■ **ÉNONCÉ A**
Recopiez le passage de l'article sur les renouvelables en Chine, de "À l’échelle nationale, les" à "MW d’électricité fossile.".
■ **ÉNONCÉ B**
D'après l'article sur les renouvelables en Chine, quelle part de la production d'électricité d'origine fossile du pays repose sur le charbon ?

■ **EXTRAIT CITÉ**
Chine : faible impact des renouvelables sur les carburants fossiles


Philippe Gauthier 
Posted on 26/03/2018
La Chine s’est lancée dans un vaste programme de déploiement d’énergies renouvelables. Mais ces énergies propres remplacent-elles vraiment les énergies fossiles ou ne font-elles que s’y ajouter? Deux chercheurs chinois se sont penchés sur la question et notent que la substitution demeure limitée, bien qu’elle dépasse ce qui a été observé ailleurs dans le monde.
L’étude de Yuanan Hu et Hefa Cheng, publiée en 2017, s’intéresse à la substitution des carburants fossiles par l’électricité produite à partir de sources renouvelables – surtout l’hydroélectricité – entre 1995 et 2014. Elle se penche aussi sur l’effet des importations d’électricité verte d’une région du pays à l’autre. Ces résultats sont intéressants dans la mesure où la Chine représente 17 % de la production mondiale d’électricité renouvelable. De plus, en raison de la production nationale limitée de pétrole et de gaz naturel, la production d’électricité à partir de carburants fossiles repose à 89 % sur le charbon, ce qui contribue à faire de la Chine le plus grand émetteur de gaz à effet de serre au monde.
À l’échelle nationale, les données montrent que la production de 100 MW d’électricité renouvelable élimine en moyenne 23 MW d’électricité produite à partir de carburants fossiles – soit un taux de substitution de 23 % seulement. Ce modeste taux demeure toutefois le double de double de ce qui a été observé ailleurs dans le monde, notamment dans l’étude classique de Richard York en 2012. Les importations d’électricité d’une province à l’autre ont un effet un peu plus marqué : 100 MW d’électricité propre permettent de remplacer 31 MW d’électricité fossile.


Usage électricité Chine


Une analyse plus fine des résultats montre que le taux de substitution s’élève lorsque la part des renouvelables dépasse 10 % dans un réseau électrique donné. L’étude s’intéresse aussi à l’effet rebond, ou Paradoxe de Jevons. Il s’agit d’une situation où l’efficacité énergétique et la baisse des prix entraînent finalement une augmentation de la consommation de la ressource. Les auteurs citent quelques études qui estiment que l’effet rebond annule au final de 20 à 60 % de l’énergie économisée au départ. Leurs données donnent à penser que l’effet rebond serait de l’ordre de 10 à 50 % en Chine.

■ **DONNÉES AFFICHÉES**
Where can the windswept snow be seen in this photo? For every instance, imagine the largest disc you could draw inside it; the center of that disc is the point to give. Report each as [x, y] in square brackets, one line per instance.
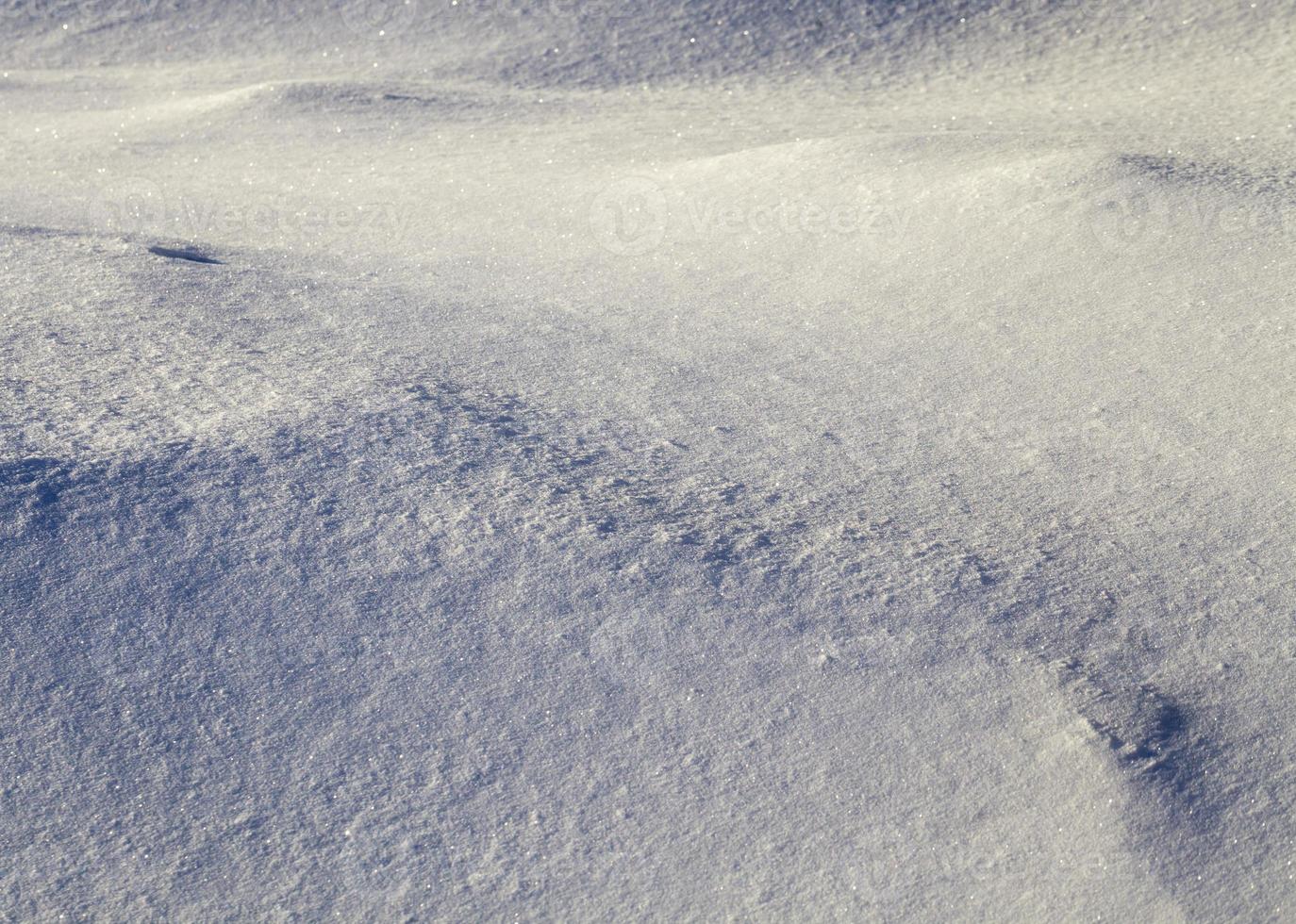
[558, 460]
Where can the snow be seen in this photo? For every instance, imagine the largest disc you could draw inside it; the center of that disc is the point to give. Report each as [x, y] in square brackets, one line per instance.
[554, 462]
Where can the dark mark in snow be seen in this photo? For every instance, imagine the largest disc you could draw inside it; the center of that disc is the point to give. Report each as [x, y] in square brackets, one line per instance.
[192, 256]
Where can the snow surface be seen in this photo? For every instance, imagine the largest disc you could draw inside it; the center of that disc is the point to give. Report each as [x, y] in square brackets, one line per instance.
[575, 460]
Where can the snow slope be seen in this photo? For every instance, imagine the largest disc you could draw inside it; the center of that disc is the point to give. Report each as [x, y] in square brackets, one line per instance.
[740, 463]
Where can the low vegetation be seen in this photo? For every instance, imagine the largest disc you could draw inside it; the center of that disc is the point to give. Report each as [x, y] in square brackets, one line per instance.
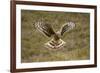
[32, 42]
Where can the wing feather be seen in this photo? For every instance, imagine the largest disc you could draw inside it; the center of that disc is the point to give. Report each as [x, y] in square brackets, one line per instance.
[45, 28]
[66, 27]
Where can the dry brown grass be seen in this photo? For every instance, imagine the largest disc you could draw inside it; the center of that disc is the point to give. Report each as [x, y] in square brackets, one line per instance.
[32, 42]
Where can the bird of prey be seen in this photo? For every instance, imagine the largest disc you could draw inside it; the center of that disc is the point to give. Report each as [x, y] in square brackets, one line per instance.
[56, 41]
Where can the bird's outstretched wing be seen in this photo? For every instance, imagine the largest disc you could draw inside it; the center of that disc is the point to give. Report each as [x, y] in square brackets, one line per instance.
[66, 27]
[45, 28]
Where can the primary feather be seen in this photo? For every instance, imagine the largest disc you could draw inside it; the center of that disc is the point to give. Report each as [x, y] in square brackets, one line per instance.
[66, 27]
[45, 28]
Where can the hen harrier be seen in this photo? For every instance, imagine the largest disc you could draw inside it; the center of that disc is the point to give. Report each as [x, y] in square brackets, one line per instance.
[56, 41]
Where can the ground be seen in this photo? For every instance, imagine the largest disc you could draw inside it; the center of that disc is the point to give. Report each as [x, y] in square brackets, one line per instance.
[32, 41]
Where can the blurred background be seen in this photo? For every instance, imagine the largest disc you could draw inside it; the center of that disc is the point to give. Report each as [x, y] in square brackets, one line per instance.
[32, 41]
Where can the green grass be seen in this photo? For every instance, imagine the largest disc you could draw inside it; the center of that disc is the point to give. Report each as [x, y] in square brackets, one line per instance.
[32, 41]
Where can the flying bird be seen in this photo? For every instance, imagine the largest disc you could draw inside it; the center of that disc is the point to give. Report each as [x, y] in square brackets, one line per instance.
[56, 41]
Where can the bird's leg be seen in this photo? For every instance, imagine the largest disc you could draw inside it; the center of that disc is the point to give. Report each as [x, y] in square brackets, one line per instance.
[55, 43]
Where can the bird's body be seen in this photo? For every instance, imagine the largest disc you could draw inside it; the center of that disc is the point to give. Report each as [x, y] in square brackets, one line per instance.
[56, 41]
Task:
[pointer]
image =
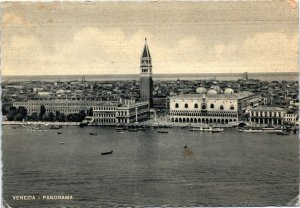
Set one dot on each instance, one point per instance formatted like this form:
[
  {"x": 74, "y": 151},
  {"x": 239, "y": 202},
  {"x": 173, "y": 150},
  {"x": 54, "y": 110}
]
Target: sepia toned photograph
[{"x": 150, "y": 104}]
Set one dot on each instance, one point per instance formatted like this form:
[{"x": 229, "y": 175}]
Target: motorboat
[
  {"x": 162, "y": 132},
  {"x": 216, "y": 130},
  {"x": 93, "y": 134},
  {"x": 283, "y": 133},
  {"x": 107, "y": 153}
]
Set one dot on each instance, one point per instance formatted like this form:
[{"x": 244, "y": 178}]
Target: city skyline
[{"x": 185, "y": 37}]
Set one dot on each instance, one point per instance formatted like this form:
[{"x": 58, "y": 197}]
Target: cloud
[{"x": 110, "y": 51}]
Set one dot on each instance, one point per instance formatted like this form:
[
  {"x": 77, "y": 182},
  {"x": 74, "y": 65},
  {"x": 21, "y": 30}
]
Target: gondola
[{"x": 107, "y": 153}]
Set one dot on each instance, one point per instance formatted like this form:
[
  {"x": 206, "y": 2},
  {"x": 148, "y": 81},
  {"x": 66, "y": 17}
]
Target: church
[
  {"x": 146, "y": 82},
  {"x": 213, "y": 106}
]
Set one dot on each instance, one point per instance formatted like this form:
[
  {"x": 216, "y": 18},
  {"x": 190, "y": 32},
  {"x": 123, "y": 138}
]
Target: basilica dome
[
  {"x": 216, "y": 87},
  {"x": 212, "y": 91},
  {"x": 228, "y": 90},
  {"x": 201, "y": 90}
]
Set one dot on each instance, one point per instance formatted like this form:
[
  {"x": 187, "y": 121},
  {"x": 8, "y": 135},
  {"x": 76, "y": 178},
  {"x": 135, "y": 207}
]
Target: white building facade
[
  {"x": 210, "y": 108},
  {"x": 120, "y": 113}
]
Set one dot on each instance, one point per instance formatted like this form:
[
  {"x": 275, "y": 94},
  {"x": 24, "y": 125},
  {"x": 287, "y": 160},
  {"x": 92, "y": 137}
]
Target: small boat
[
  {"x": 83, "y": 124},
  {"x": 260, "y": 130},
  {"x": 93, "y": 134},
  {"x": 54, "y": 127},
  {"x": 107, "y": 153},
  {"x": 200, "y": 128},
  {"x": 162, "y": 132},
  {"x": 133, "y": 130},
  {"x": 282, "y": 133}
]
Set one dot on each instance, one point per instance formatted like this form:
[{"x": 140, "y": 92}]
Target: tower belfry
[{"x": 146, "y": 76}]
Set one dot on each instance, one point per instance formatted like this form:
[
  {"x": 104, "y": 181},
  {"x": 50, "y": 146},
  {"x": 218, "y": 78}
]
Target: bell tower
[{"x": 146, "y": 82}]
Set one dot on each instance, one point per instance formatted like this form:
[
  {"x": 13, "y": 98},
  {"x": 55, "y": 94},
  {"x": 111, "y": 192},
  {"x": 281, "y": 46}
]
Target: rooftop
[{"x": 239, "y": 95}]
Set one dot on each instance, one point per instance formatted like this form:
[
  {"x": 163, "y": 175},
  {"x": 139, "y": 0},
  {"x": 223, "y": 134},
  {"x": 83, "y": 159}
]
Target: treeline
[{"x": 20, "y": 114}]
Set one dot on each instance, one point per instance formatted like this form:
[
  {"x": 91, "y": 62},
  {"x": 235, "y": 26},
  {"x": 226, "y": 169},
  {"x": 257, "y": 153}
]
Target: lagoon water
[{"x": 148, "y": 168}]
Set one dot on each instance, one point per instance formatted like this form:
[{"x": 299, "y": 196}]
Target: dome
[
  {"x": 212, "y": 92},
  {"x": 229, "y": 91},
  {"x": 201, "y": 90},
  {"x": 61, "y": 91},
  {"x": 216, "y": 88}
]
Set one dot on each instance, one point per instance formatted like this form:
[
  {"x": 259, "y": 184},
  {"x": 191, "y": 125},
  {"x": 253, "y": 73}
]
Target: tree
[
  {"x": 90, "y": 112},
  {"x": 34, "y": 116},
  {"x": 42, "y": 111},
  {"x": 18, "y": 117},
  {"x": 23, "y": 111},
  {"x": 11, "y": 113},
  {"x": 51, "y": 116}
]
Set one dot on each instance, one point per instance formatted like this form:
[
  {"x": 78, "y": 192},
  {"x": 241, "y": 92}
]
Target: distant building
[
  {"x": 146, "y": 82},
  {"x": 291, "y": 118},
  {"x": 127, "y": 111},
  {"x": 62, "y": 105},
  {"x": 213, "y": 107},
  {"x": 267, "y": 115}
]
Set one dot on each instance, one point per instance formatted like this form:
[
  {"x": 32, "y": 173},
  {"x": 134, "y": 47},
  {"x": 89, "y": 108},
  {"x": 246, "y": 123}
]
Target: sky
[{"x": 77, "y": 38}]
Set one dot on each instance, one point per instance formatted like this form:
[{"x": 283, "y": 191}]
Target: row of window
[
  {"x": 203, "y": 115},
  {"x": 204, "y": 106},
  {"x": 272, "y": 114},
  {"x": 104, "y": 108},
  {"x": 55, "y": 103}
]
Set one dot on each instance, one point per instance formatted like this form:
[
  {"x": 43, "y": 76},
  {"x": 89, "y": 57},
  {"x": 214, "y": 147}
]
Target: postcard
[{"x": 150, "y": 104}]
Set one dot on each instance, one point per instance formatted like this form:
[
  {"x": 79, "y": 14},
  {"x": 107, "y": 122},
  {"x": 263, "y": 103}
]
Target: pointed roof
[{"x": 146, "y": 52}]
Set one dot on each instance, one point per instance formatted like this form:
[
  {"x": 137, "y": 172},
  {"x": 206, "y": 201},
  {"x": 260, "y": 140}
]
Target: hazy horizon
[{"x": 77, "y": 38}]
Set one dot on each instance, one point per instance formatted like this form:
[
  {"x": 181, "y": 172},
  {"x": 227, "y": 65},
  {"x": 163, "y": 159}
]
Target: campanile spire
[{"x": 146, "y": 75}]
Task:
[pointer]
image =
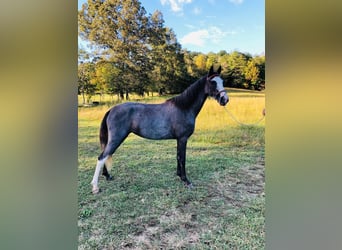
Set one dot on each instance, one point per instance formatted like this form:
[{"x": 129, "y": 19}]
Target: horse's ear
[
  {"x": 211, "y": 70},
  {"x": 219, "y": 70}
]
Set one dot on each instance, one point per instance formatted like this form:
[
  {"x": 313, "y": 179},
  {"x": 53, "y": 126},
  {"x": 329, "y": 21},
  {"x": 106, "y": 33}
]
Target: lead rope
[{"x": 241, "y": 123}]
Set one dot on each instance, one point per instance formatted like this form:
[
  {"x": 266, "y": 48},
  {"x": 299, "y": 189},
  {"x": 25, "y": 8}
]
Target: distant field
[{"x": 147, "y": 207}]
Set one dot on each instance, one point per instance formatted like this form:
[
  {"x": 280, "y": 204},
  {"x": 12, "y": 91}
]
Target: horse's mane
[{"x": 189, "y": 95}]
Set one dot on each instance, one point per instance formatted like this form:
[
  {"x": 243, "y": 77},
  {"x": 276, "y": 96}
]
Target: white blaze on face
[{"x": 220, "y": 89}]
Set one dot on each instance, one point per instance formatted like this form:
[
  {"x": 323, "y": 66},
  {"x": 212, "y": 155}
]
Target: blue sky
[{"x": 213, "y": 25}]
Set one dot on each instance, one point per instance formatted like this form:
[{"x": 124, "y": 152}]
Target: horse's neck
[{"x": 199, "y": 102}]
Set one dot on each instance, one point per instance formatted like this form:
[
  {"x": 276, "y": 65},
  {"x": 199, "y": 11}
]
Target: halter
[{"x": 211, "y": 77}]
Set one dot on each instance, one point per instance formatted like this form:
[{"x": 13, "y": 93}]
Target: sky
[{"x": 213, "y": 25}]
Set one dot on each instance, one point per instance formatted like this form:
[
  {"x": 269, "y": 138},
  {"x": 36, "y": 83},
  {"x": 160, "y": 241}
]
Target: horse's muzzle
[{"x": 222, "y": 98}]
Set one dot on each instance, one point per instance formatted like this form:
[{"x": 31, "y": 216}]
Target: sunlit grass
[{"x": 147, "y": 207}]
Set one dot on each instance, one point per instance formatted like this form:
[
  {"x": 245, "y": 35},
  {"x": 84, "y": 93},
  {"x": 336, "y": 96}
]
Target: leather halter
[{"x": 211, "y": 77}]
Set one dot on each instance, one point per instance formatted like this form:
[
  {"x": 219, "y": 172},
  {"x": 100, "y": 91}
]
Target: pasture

■ **CORRIGÉ A**
À l’échelle nationale, les données montrent que la production de 100 MW d’électricité renouvelable élimine en moyenne 23 MW d’électricité produite à partir de carburants fossiles – soit un taux de substitution de 23 % seulement. Ce modeste taux demeure toutefois le double de double de ce qui a été observé ailleurs dans le monde, notamment dans l’étude classique de Richard York en 2012. Les importations d’électricité d’une province à l’autre ont un effet un peu plus marqué : 100 MW d’électricité propre permettent de remplacer 31 MW d’électricité fossile.

■ **CORRIGÉ B**
89 %.